→ WHAT NEEDS TO BE DONE
Please put each line of the material below into a numbered list, omitting any blank lines.

→ DATASET ENTRIES
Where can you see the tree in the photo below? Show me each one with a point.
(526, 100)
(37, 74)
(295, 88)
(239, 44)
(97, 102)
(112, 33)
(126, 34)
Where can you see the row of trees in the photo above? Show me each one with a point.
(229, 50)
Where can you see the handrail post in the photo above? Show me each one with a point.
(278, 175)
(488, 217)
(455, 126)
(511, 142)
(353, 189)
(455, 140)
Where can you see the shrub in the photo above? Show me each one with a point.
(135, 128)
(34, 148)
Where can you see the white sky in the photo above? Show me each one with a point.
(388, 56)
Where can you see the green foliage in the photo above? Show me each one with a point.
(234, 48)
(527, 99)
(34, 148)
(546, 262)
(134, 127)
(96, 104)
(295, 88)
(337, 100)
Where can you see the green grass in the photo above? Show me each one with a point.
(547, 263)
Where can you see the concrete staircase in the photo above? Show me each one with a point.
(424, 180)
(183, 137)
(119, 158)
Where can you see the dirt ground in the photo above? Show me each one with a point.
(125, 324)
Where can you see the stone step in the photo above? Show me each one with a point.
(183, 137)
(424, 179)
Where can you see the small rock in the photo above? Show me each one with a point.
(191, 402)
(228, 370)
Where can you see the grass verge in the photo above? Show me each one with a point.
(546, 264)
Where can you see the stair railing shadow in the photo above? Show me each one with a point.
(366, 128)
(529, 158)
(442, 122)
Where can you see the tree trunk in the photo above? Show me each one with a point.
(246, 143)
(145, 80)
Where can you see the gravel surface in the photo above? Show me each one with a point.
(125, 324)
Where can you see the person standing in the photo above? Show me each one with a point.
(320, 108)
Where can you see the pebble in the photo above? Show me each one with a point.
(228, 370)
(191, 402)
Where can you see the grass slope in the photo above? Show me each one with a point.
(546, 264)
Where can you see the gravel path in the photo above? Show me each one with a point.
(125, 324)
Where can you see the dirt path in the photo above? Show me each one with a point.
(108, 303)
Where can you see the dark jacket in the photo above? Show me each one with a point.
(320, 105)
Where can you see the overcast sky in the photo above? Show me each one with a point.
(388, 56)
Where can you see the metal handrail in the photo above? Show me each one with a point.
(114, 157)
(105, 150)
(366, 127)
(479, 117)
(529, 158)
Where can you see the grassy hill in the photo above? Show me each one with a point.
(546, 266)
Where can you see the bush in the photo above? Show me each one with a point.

→ OUTPUT FOR THIS TASK
1. Where can you see the tree in the photo below? Show me each one with a point.
2. (526, 100)
3. (37, 74)
4. (295, 88)
5. (239, 44)
6. (97, 102)
7. (112, 33)
8. (126, 34)
9. Where can you see the row of trees in the photo above? Show me each one with a point.
10. (229, 50)
11. Where can you see the handrail post in the photo above? Show me each one with a point.
12. (278, 175)
13. (488, 217)
14. (455, 126)
15. (511, 142)
16. (353, 189)
17. (455, 140)
18. Where can you see the shrub in the photo above? Show me each one with a point.
19. (135, 128)
20. (34, 148)
21. Where can you see the white sky in the photo above? Show me each one with a point.
22. (388, 56)
23. Where can you see the green foliage in the photo above? Show me each one with a point.
24. (234, 48)
25. (527, 99)
26. (34, 148)
27. (546, 262)
28. (134, 127)
29. (96, 104)
30. (295, 88)
31. (337, 100)
32. Where can you see the green grass in the photo above? Show me each one with a point.
33. (547, 263)
34. Where can you see the concrete staircase in the photo above? Show me each one with a point.
35. (424, 180)
36. (183, 137)
37. (119, 158)
38. Where can you see the dirt ground in the photo above? Show me each one with a point.
39. (125, 324)
40. Where can you see the stone step in the photo above? Show me each one with a point.
41. (183, 137)
42. (424, 179)
43. Where can you see the small rock in the photo above? Show me each one with a point.
44. (191, 402)
45. (228, 370)
46. Where can you see the grass verge in the photo above? Show me each one with a point.
47. (546, 264)
48. Where can you see the stair railing shadow in the photo above? Show me each one with a point.
49. (366, 128)
50. (529, 158)
51. (442, 122)
52. Where can you see the tree trunk in the photo above? Show me each one with a point.
53. (246, 143)
54. (145, 80)
55. Where can you see the gravel surface in the photo above? Show me each one with a point.
56. (125, 324)
57. Where can you see the person standing in the photo above? Show me each one with a point.
58. (320, 108)
59. Where can you see the pebble in the photo above? Show me each one with a point.
60. (228, 370)
61. (191, 402)
62. Where can you see the grass slope in the photo above? Show me each one with a point.
63. (546, 264)
64. Where can you see the gravel path in the photo above? Show me each one with a point.
65. (125, 324)
66. Where can you see the dirt path in the photo above? Show me each one with a point.
67. (108, 303)
68. Where can you see the dark jacket in the photo above? Show me each one with a point.
69. (320, 105)
70. Where can you see the overcast sky in the photo above? Show me each one with a point.
71. (388, 56)
72. Where can you see the metal handrail in the photo above? Show me each one with a point.
73. (114, 157)
74. (105, 150)
75. (366, 127)
76. (479, 117)
77. (529, 158)
78. Where can you see the grassy hill in the photo above? Show me each one with a point.
79. (546, 266)
80. Where can you see the bush in the photo above? Show me each one with a point.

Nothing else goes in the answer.